**Description of the task**: Reproduce the listing below line for line, without changing anything.

(Object location annotation data)
·····

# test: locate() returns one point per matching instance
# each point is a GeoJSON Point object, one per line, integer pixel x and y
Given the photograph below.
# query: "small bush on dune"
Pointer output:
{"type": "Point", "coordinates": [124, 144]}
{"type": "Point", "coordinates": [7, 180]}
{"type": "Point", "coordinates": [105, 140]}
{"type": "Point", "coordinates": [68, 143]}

·····

**Completed task**:
# test: locate() returns one point per matching instance
# each point is a GeoJSON Point object, one per line, integer pixel x and y
Given the photograph below.
# query: "small bush on dune"
Pointer output:
{"type": "Point", "coordinates": [124, 144]}
{"type": "Point", "coordinates": [7, 180]}
{"type": "Point", "coordinates": [105, 140]}
{"type": "Point", "coordinates": [68, 143]}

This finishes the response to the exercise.